One great thing about exploring new destinations is trying the food! Some of the fruit you’ll find in SE Asia may not be new to you as they are exported worldwide – but it’s great trying them at the source. You’ll find fresh markets and fruit vendors all over, so there’s no excuse not to try some of the lesser known fruits, and a great way to stay healthy while travelling too.
Durian. Let’s start with the ‘king of fruits’ as it’s known. This is one you’ll either love or hate. If you’ve ever smelled it, you will remember it! It has an odour so pungent and like no other that many hotels and airlines ban it. Yet, it’s considered a delicacy and locals will offer it to you with great pride – try to hide the look on your face when you taste it! Apparently the taste grows on you – if you’re prepared to try it again after the first go.
Tamarind. With its sweet, sour, tangy flavour, tamarind is used to flavour both sweet and savoury dishes in SE Asia. It has a date-like texture and is crushed to make a tamarind paste or concentrate, which is extracted from the crescent-shaped pods of the tree. Tamarind paste gives ‘phad thai’ its distinctive taste.

• **PARTS OF THE EXERCISE**
#1 In the text on Southeast Asian fruit, which dish gets its distinctive taste from tamarind paste?
#2 Reproduce the part of the text on Southeast Asian fruit that opens with the words containing "Durian. Let’s start" and closes with "the first go.".
#3 According to the text on Southeast Asian fruit, what words describe the flavor of tamarind itself? List all of them.

• **RAW DATA**

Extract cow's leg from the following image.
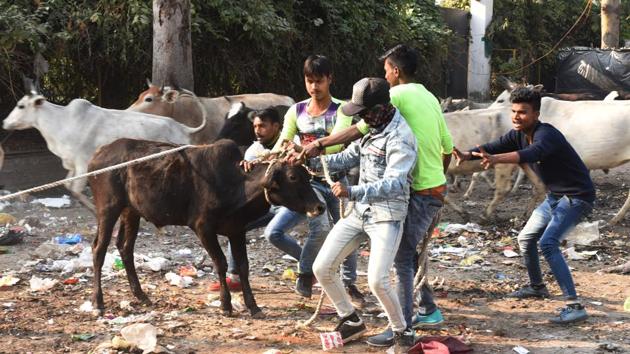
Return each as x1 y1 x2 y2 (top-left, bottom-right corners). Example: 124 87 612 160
92 209 120 314
229 232 263 318
65 169 96 215
195 221 232 316
444 195 470 221
116 208 151 304
608 192 630 225
482 164 516 220
463 172 483 199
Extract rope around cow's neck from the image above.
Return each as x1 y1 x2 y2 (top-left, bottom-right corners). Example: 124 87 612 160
0 145 193 202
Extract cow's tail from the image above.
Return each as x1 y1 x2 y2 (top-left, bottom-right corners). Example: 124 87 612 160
175 89 208 134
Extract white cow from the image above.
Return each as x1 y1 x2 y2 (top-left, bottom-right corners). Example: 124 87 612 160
452 91 630 224
444 104 544 218
2 91 206 207
127 82 295 144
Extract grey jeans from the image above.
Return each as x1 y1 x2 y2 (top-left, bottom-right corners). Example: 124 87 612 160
313 209 406 331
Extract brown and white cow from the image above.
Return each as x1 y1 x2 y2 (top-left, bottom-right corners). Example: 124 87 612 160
89 139 324 315
127 82 295 144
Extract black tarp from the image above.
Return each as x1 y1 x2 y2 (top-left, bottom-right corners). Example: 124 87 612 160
556 47 630 93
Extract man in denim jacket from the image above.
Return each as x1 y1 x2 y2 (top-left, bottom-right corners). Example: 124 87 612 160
313 78 417 347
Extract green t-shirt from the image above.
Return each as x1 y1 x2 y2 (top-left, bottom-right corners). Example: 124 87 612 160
357 83 453 191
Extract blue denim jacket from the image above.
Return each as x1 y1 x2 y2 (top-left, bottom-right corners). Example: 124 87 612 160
325 110 417 221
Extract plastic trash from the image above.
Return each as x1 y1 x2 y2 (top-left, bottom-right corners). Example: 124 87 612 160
179 265 197 277
120 323 157 353
503 249 518 258
112 257 125 270
165 272 192 288
63 277 79 285
459 254 483 267
55 234 82 245
0 213 17 225
319 332 343 351
31 195 70 208
29 275 58 291
0 274 20 288
566 221 599 246
282 268 297 281
444 222 488 234
79 301 94 312
0 226 26 246
512 345 529 354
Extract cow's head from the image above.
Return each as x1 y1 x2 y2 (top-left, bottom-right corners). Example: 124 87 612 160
127 80 180 116
262 160 326 216
217 102 256 146
2 92 46 130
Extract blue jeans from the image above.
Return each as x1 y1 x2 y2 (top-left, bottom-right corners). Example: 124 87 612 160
394 193 443 326
265 181 357 285
313 209 406 331
518 193 593 299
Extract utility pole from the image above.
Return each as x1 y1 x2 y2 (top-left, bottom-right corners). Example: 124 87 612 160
601 0 621 49
152 0 195 91
468 0 493 101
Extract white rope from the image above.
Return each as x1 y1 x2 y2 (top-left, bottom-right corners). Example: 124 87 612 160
295 155 352 330
0 145 194 202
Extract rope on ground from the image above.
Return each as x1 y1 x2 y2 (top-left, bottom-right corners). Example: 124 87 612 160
0 145 193 202
295 155 352 330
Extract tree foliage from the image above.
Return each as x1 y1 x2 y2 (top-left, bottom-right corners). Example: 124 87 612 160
0 0 449 110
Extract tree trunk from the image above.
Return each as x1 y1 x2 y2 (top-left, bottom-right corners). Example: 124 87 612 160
152 0 195 91
601 0 621 49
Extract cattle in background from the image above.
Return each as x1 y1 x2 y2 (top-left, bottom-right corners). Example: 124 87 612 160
127 82 295 144
2 87 206 208
452 91 630 224
217 102 289 146
89 139 324 315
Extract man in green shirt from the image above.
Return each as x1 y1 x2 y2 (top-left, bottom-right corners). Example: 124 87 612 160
306 45 453 346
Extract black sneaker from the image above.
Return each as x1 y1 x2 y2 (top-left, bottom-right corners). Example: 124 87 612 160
394 328 416 353
346 284 365 309
335 312 367 344
549 304 588 324
507 285 551 299
295 274 313 299
367 327 394 347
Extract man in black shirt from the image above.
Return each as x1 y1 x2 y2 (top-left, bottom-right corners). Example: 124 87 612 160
454 88 595 324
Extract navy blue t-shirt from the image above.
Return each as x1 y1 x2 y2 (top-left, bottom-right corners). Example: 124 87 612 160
470 122 595 203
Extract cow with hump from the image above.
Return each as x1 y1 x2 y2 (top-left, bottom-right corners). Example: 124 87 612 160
127 80 295 144
89 139 324 316
2 82 206 209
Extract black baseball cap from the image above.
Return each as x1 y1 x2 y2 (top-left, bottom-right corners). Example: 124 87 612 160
341 77 389 116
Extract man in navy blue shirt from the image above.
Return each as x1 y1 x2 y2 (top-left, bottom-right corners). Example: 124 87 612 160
454 88 595 324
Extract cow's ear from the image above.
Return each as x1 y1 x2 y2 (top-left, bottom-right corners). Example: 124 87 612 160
162 89 179 103
263 170 280 190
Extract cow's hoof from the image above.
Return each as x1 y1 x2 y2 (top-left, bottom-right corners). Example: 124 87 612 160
251 307 267 320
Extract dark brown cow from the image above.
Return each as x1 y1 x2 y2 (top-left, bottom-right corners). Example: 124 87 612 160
89 139 324 315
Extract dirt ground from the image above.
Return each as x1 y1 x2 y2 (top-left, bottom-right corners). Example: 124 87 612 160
0 167 630 353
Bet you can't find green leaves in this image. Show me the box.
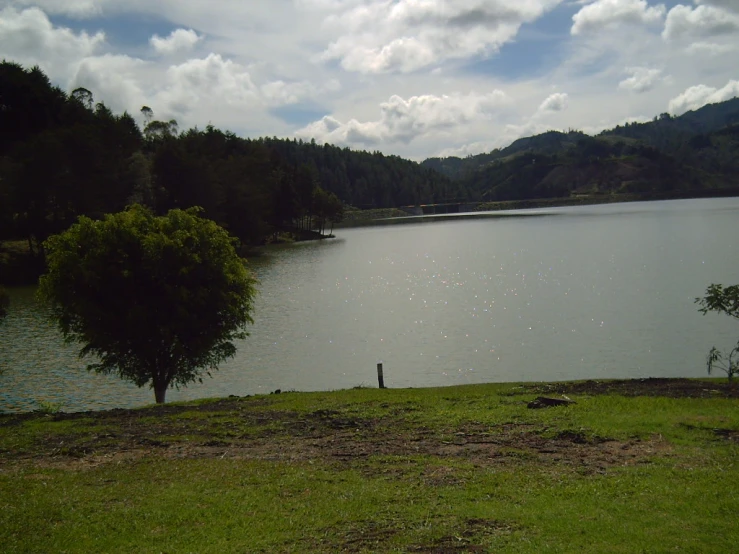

• **RESULTS BY TASK**
#1 Phad thai

#2
Durian. Let’s start with the ‘king of fruits’ as it’s known. This is one you’ll either love or hate. If you’ve ever smelled it, you will remember it! It has an odour so pungent and like no other that many hotels and airlines ban it. Yet, it’s considered a delicacy and locals will offer it to you with great pride – try to hide the look on your face when you taste it! Apparently the taste grows on you – if you’re prepared to try it again after the first go.

#3 Sweet, sour, tangy